* [Tareas]:
- 1) Según el texto, ¿en qué año publicó Francisco Calero por primera vez su libro sobre Juan Luis Vives y el Lazarillo?
- 2) Di si cada afirmación coincide con el texto y cita las palabras que lo deciden. (a) La nueva edición del libro de Calero sale sin cambios respecto a la primera. (b) El texto menciona la idea de que el Quijote describe el paisaje de Galicia. (c) Los diarios nunca publican noticias sobre el autor del Lazarillo.
- 3) Transcribe el fragmento del texto que va desde «Madrid, 2014» hasta «autor del Lazarillo.», ambos incluidos.

* [Fragmento de texto]:
---
Juan Luis Vives, autor del Lazarillo de Tormes
Francisco Calero
Biblioteca Nueva.
Madrid, 2014
También la historia de la literatura tiene sus misterios sin
resolver, sus serpientes de verano. Con cierta frecuencia los diarios nos dan
noticia de un nuevo descubrimiento sensacional en torno al Quijote (que no describe el paisaje de la Mancha , sino el de Galicia,
por ejemplo) o al autor del Lazarillo.
La historia
de sus presuntos autores daría para una novela, y no menos apasionante que la
carta autobiográfica del “mozo de muchos amos” sería esa otra novela en la que Lázaro
pasa de erudito en erudito.
Francisco
Calero publicó por primera vez Juan Luis
Vives, autor del "Lazarillo de Tormes" en 2006; lo reedita ahora muy
acrecentado con nuevos argumentos.
---
* [Lista de registros]:
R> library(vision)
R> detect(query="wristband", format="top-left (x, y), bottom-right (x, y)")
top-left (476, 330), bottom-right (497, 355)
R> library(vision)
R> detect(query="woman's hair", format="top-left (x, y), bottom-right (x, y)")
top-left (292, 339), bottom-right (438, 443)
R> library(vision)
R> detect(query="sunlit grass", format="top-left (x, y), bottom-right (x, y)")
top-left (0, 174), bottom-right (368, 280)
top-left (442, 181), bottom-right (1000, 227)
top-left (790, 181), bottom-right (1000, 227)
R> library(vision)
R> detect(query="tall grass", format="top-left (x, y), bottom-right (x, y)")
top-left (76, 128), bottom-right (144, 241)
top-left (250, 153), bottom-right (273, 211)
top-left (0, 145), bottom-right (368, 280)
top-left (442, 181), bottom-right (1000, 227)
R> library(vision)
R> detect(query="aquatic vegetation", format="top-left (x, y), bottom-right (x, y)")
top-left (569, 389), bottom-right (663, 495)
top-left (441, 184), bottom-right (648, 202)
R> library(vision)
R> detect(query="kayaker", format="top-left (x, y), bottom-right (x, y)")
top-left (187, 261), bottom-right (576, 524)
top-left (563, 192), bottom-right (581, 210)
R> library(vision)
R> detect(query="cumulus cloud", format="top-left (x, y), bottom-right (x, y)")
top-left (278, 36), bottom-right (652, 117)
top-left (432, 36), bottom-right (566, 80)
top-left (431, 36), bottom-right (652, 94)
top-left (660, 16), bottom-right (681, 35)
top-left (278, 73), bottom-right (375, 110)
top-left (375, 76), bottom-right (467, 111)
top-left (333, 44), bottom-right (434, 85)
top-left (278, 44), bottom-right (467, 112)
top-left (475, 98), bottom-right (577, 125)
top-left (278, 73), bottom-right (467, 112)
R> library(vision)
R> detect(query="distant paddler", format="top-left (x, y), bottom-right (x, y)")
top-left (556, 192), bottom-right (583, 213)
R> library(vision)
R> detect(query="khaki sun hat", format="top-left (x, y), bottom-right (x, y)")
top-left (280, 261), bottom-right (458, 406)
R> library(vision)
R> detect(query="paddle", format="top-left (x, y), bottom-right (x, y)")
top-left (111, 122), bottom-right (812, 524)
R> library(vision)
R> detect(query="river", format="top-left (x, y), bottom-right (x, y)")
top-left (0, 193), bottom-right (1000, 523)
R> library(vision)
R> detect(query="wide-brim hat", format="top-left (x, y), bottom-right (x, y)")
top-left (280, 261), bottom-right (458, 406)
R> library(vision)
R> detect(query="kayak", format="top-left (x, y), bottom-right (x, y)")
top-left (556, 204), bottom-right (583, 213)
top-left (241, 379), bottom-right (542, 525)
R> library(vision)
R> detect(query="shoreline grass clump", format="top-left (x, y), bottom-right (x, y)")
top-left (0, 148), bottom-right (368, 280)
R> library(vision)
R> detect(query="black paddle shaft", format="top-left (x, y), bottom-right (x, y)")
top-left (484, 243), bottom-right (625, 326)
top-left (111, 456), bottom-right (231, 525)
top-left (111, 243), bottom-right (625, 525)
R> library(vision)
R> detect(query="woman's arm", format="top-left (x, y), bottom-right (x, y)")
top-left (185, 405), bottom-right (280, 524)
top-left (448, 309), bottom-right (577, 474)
---
* [Resultados del ejercicio]:
- 1) En 2006.

- 2)
(a) No: «lo reedita ahora muy acrecentado con nuevos argumentos».
(b) Sí: «sino el de Galicia».
(c) No: «Con cierta frecuencia los diarios nos dan noticia de un nuevo descubrimiento sensacional».

- 3)
Madrid, 2014
También la historia de la literatura tiene sus misterios sin
resolver, sus serpientes de verano. Con cierta frecuencia los diarios nos dan
noticia de un nuevo descubrimiento sensacional en torno al Quijote (que no describe el paisaje de la Mancha , sino el de Galicia,
por ejemplo) o al autor del Lazarillo.